A quiet beast is crawling.
Antibiotic Resistance (AR) is the silent pandemic of the 21st century. The extensive use of antibiotics leads to dangerous pathogens acquiring immunity to the drugs designed to kill them.
The longest war of humankind.
Health systems around the world work hard to save lives. Sadly, every day multiple bacterial strains develop antibiotic resistance, and the consequences are deathly. Experts expect this trend to increase in the following years, resulting in a potential worldwide crisis.
The more we fight, the stronger it becomes.
In its effort to eliminate dangerous pathogens, medicine has unintentionally contributed to the acceleration of a powerful force: evolution. By removing those microorganisms vulnerable to current drugs, ecological space becomes free for resistant individuals to develop and expand. With time, this process results in whole populations of resistant pathogens, which render our defenses useless.
A highly complex problem.
AR is not a simple phenomenon: it depends on an intricate group of factors, including genetics, proteomics, genomics, environmental conditions, pharmacodynamics, patient physiology, etc. Furthermore, bacteria present powerful mechanisms to share biological information between individuals, strains, and even species. To tackle this problem, all elements must be integrated and understood, as they all are crucial for AR development and spread.
A multidisciplinary team.
Such a great challenge moved 11 Human Biology and Biomedical Engineering undergrads to team up and discuss an action plan. This seed-like idea finally became the Antibiotic Resistance Inference Array Project, which we call ARIA.
Our proposal: Synbio + AI.
ARIA is founded upon two promising fields: synthetic biology and artificial intelligence. Our goal is to develop the proof-of-concept for an open, accessible, and efficient system to fight back this dangerous enemy. This system seeks to provide clinicians with helpful and accurate information that assists them when saving patients. To do so, we are working on three main modules, each of them materializing one of the three steps in our strategy: Alpha, Alexandria, and Omega.
1) Find, research, and characterize AR threat profiles.

▶ Things to do
1. Translate this sentence from the page on antibiotic resistance into Spanish: "Health systems around the world work hard to save lives."
2. Answer these questions from the page on antibiotic resistance:
(a) How many undergraduates teamed up to discuss an action plan?
(b) Which two fields is ARIA founded upon?
(c) What are the names of the three main modules?
3. Carry on the page on antibiotic resistance, starting right after its last line.

▶ Source data
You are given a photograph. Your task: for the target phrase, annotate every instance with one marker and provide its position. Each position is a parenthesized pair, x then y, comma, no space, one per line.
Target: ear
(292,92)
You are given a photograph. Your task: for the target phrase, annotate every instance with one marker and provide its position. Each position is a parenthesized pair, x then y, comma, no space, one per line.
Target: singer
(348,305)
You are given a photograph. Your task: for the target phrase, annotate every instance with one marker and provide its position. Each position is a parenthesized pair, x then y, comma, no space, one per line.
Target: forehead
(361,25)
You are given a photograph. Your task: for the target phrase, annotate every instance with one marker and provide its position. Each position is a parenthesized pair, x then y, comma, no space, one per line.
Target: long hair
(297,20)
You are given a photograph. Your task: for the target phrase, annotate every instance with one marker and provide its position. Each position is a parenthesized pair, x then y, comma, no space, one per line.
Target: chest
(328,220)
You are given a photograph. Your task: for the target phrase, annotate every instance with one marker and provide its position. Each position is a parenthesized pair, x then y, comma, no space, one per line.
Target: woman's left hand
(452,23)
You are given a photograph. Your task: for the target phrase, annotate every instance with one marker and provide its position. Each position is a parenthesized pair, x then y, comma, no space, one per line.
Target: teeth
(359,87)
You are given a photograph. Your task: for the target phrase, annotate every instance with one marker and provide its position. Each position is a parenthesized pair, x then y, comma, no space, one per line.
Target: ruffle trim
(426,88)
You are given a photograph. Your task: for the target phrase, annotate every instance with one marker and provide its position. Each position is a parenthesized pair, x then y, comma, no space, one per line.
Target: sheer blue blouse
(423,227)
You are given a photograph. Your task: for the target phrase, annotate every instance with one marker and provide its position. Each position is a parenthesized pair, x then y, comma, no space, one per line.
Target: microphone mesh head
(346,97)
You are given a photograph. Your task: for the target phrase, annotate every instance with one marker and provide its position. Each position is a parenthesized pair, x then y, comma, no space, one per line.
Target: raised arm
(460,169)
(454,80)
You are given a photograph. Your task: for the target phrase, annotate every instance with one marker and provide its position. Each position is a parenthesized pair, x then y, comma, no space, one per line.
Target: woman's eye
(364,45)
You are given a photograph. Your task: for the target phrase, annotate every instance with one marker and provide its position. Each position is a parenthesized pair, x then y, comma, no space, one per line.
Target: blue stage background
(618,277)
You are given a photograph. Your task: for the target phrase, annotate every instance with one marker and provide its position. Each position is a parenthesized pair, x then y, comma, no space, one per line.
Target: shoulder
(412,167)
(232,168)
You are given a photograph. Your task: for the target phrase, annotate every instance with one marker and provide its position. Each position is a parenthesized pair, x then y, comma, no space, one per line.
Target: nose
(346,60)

▶ Responses per task
1. Los sistemas de salud de todo el mundo trabajan arduamente para salvar vidas.

2.
(a) 11
(b) Synthetic biology and artificial intelligence
(c) Alpha, Alexandria, and Omega

3.
Alpha is an artificial intelligence system intended to find, analyze and understand the inner mechanisms of resistance, virulence, and gene transfer. To do so, it feeds on vast amounts of data. Such data includes genomes/genes/plasmids (both from resistant and susceptible bacteria), drug features, and patient statistics. A combination of deep learning, advanced algorithms, massive parallelization, and direct connection to standardized databases make Alpha able to condense all this data into models composed of AR hallmarks.
2) Create an array of self-growable biosensors to detect the profiles.
With well-defined biological AR hallmarks, we work on CRISPR-based biosensors that release an optical signal (fluorescence) when interacting with them. Furthermore, we use synthetic biology to make these constructs self-growable, so we can conveniently produce a complete library of biosensors, which we call Alexandria. We deploy this library in a paper-based array. In that way, we build a device to which we can add pathogenic samples containing genetic material: the result is a specific activation pattern describing the pathogen's resistance configuration, based on our AR hallmarks.
3) Identify the profiles using just an internet connection.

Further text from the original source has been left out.